### [Named-object pointing records]
────
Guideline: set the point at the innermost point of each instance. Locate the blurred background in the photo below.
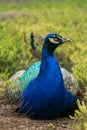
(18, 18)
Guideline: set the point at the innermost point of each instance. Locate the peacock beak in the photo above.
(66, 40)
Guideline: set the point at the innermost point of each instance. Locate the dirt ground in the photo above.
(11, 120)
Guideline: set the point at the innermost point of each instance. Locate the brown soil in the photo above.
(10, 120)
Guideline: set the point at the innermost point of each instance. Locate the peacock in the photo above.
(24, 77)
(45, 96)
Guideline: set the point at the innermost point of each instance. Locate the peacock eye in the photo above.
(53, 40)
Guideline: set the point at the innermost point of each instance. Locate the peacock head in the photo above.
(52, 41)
────
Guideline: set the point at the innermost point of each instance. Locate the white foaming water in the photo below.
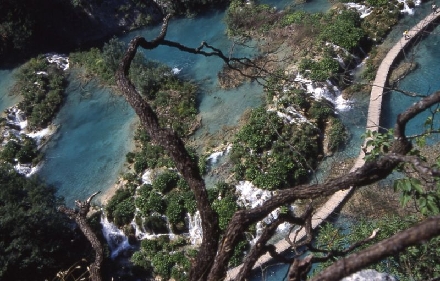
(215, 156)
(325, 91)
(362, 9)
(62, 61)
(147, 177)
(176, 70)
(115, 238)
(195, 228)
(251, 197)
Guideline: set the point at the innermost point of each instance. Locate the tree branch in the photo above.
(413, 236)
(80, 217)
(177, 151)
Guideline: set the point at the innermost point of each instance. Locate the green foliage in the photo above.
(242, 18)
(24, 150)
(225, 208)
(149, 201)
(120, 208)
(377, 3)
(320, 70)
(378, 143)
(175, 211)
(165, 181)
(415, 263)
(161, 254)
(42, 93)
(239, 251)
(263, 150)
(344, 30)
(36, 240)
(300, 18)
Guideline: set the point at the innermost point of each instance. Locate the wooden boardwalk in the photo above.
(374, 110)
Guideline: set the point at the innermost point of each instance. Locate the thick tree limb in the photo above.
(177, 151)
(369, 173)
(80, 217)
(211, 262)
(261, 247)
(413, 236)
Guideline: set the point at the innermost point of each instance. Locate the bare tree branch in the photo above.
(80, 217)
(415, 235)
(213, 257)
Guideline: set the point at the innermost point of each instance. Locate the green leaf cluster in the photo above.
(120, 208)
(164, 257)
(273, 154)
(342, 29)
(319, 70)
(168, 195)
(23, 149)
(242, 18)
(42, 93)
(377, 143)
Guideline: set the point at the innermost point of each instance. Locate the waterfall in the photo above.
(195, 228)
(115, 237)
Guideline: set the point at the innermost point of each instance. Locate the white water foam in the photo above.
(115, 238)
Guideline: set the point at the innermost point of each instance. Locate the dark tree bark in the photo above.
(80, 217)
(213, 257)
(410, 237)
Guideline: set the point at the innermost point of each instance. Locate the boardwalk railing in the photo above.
────
### [Problem statement]
Please rewrite the data from the line with "foam in the photo above." to the line with "railing in the photo above.", swapping "innermost" for "central" and leaving all else unchanged.

### [Expected answer]
Guideline: set the point at the central point of each instance. Locate the white water foam in the photo above.
(115, 238)
Guideline: set the point at the central point of each instance. Locate the dark tree bark in the photo above.
(80, 217)
(213, 257)
(410, 237)
Guideline: set the point at the central point of each instance. Locate the boardwalk railing in the photo above.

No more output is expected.